(Image-grounded pointing data)
*-*-*

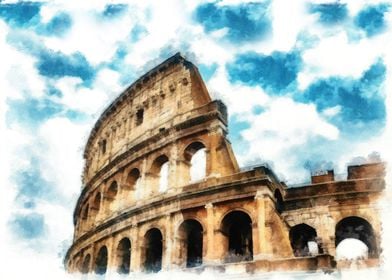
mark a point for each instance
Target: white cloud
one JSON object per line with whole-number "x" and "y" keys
{"x": 20, "y": 77}
{"x": 239, "y": 99}
{"x": 89, "y": 100}
{"x": 275, "y": 135}
{"x": 61, "y": 157}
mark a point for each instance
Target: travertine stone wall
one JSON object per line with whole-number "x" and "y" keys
{"x": 121, "y": 195}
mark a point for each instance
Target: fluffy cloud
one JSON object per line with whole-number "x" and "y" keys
{"x": 296, "y": 78}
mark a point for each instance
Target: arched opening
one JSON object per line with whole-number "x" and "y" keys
{"x": 112, "y": 191}
{"x": 160, "y": 173}
{"x": 124, "y": 256}
{"x": 85, "y": 264}
{"x": 85, "y": 212}
{"x": 101, "y": 262}
{"x": 278, "y": 201}
{"x": 153, "y": 250}
{"x": 195, "y": 154}
{"x": 356, "y": 228}
{"x": 97, "y": 202}
{"x": 351, "y": 249}
{"x": 237, "y": 228}
{"x": 133, "y": 179}
{"x": 191, "y": 243}
{"x": 303, "y": 239}
{"x": 110, "y": 196}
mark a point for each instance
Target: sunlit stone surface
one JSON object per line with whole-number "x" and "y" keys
{"x": 162, "y": 191}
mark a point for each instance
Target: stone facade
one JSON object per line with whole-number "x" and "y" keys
{"x": 143, "y": 209}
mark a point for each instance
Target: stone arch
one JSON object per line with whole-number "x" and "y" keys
{"x": 85, "y": 212}
{"x": 190, "y": 238}
{"x": 357, "y": 228}
{"x": 159, "y": 172}
{"x": 112, "y": 191}
{"x": 132, "y": 179}
{"x": 196, "y": 159}
{"x": 110, "y": 195}
{"x": 101, "y": 261}
{"x": 131, "y": 190}
{"x": 278, "y": 201}
{"x": 153, "y": 250}
{"x": 123, "y": 256}
{"x": 84, "y": 217}
{"x": 236, "y": 227}
{"x": 85, "y": 266}
{"x": 96, "y": 205}
{"x": 303, "y": 240}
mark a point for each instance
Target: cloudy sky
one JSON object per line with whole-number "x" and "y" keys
{"x": 307, "y": 85}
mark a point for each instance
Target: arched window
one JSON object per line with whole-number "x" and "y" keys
{"x": 133, "y": 179}
{"x": 124, "y": 256}
{"x": 85, "y": 212}
{"x": 160, "y": 171}
{"x": 97, "y": 202}
{"x": 84, "y": 269}
{"x": 278, "y": 201}
{"x": 237, "y": 228}
{"x": 101, "y": 262}
{"x": 153, "y": 250}
{"x": 195, "y": 154}
{"x": 112, "y": 191}
{"x": 303, "y": 239}
{"x": 355, "y": 228}
{"x": 191, "y": 243}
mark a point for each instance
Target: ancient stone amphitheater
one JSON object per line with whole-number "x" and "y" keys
{"x": 148, "y": 205}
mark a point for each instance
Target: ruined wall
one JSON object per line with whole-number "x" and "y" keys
{"x": 140, "y": 209}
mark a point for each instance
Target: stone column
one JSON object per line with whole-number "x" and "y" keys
{"x": 210, "y": 255}
{"x": 167, "y": 243}
{"x": 137, "y": 247}
{"x": 261, "y": 246}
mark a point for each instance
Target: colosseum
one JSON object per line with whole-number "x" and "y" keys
{"x": 146, "y": 206}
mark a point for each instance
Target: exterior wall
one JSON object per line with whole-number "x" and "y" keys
{"x": 178, "y": 113}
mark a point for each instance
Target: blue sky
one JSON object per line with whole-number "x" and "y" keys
{"x": 307, "y": 86}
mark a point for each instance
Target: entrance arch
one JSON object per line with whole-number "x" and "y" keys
{"x": 357, "y": 228}
{"x": 124, "y": 256}
{"x": 101, "y": 262}
{"x": 190, "y": 234}
{"x": 237, "y": 228}
{"x": 153, "y": 250}
{"x": 303, "y": 240}
{"x": 195, "y": 155}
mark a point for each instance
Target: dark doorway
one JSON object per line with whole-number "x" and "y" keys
{"x": 237, "y": 227}
{"x": 102, "y": 261}
{"x": 300, "y": 236}
{"x": 153, "y": 243}
{"x": 124, "y": 256}
{"x": 85, "y": 265}
{"x": 191, "y": 235}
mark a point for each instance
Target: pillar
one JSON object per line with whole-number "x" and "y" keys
{"x": 261, "y": 246}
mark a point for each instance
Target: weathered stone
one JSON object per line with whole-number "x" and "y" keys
{"x": 229, "y": 219}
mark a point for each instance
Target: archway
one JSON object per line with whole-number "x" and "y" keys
{"x": 153, "y": 250}
{"x": 190, "y": 235}
{"x": 133, "y": 179}
{"x": 195, "y": 155}
{"x": 101, "y": 262}
{"x": 303, "y": 239}
{"x": 84, "y": 269}
{"x": 357, "y": 228}
{"x": 160, "y": 173}
{"x": 237, "y": 228}
{"x": 124, "y": 256}
{"x": 97, "y": 202}
{"x": 278, "y": 201}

*-*-*

_TASK INSTRUCTIONS:_
Without changing a word, retype every entry above, but drop its pictures.

_ANSWER BOX:_
mark a point for each instance
Target: white cloud
one JSON object per line with whole-number "x" and "y" keys
{"x": 20, "y": 77}
{"x": 239, "y": 99}
{"x": 89, "y": 100}
{"x": 275, "y": 135}
{"x": 61, "y": 157}
mark a point for each instance
Target: travertine stone wall
one JSON object per line with whole-number "x" and "y" keys
{"x": 121, "y": 195}
mark a point for each instance
Target: fluffy cloud
one JSON object per line with whole-number "x" and "y" keys
{"x": 296, "y": 78}
mark a point for each instance
Target: arched opening
one JSON object per line with whole-number "x" and "y" keys
{"x": 112, "y": 191}
{"x": 160, "y": 173}
{"x": 124, "y": 256}
{"x": 85, "y": 264}
{"x": 85, "y": 212}
{"x": 101, "y": 262}
{"x": 278, "y": 201}
{"x": 153, "y": 250}
{"x": 195, "y": 154}
{"x": 356, "y": 228}
{"x": 97, "y": 202}
{"x": 351, "y": 249}
{"x": 237, "y": 228}
{"x": 133, "y": 179}
{"x": 191, "y": 243}
{"x": 303, "y": 239}
{"x": 110, "y": 196}
mark a point for each instance
Target: sunlit stone surface
one JSON object per line with whole-number "x" and "y" keys
{"x": 162, "y": 191}
mark a point for each instance
Target: stone facade
one JSON object per line with whole-number "x" and "y" keys
{"x": 143, "y": 209}
mark a point for each instance
Target: stone arch
one JSON object per line with whole-number "x" and "y" keys
{"x": 85, "y": 212}
{"x": 190, "y": 238}
{"x": 357, "y": 228}
{"x": 159, "y": 172}
{"x": 112, "y": 191}
{"x": 132, "y": 179}
{"x": 196, "y": 159}
{"x": 110, "y": 195}
{"x": 101, "y": 261}
{"x": 131, "y": 190}
{"x": 278, "y": 201}
{"x": 153, "y": 250}
{"x": 123, "y": 256}
{"x": 84, "y": 217}
{"x": 236, "y": 227}
{"x": 85, "y": 266}
{"x": 96, "y": 205}
{"x": 303, "y": 240}
mark a point for each instance
Target: cloudy sky
one JSON object per line with whole-number "x" and "y" keys
{"x": 307, "y": 85}
mark a point for each instance
Target: arched window
one JSON object per line with whole-number "x" and "y" keys
{"x": 133, "y": 179}
{"x": 124, "y": 256}
{"x": 85, "y": 212}
{"x": 160, "y": 171}
{"x": 97, "y": 202}
{"x": 84, "y": 269}
{"x": 278, "y": 201}
{"x": 237, "y": 228}
{"x": 101, "y": 262}
{"x": 153, "y": 250}
{"x": 195, "y": 154}
{"x": 112, "y": 191}
{"x": 303, "y": 239}
{"x": 355, "y": 228}
{"x": 191, "y": 243}
mark a point for each instance
Target: ancient stone amphitheater
one JSON object per line with whole-number "x" and "y" keys
{"x": 148, "y": 205}
mark a point for each instance
Target: ruined wall
one JSON object per line with whole-number "x" and "y" keys
{"x": 140, "y": 209}
mark a point for each instance
Target: stone column
one JSON object per line with whole-number "x" and "y" keys
{"x": 210, "y": 255}
{"x": 167, "y": 243}
{"x": 137, "y": 247}
{"x": 261, "y": 246}
mark a point for each instance
Target: colosseum
one JSON object per line with whole-number "x" and "y" keys
{"x": 146, "y": 206}
mark a point for each instance
Target: exterior wall
one JSON object per line with whole-number "x" and "y" keys
{"x": 178, "y": 113}
mark a point for each instance
Target: blue sky
one JSON object per line with whole-number "x" and "y" keys
{"x": 307, "y": 86}
mark a point for each instance
Target: entrance arch
one JSON object per line with whole-number "x" and "y" keys
{"x": 357, "y": 228}
{"x": 124, "y": 256}
{"x": 101, "y": 262}
{"x": 190, "y": 234}
{"x": 237, "y": 228}
{"x": 153, "y": 250}
{"x": 303, "y": 240}
{"x": 195, "y": 155}
mark a point for each instance
Target: dark doorway
one JSON object per line with whole-number "x" and "y" keys
{"x": 237, "y": 227}
{"x": 102, "y": 261}
{"x": 300, "y": 236}
{"x": 153, "y": 243}
{"x": 124, "y": 256}
{"x": 85, "y": 265}
{"x": 191, "y": 235}
mark a point for each instance
Target: pillar
one JSON object per line with whole-number "x" and "y" keys
{"x": 261, "y": 246}
mark a point for each instance
Target: weathered stone
one JSON object per line with whole-number "x" and "y" keys
{"x": 229, "y": 219}
mark a point for each instance
Target: archway
one JSON object per line with whole-number "x" and "y" keys
{"x": 153, "y": 250}
{"x": 190, "y": 235}
{"x": 133, "y": 179}
{"x": 195, "y": 155}
{"x": 101, "y": 262}
{"x": 303, "y": 239}
{"x": 84, "y": 269}
{"x": 357, "y": 228}
{"x": 160, "y": 173}
{"x": 237, "y": 228}
{"x": 124, "y": 256}
{"x": 97, "y": 202}
{"x": 278, "y": 201}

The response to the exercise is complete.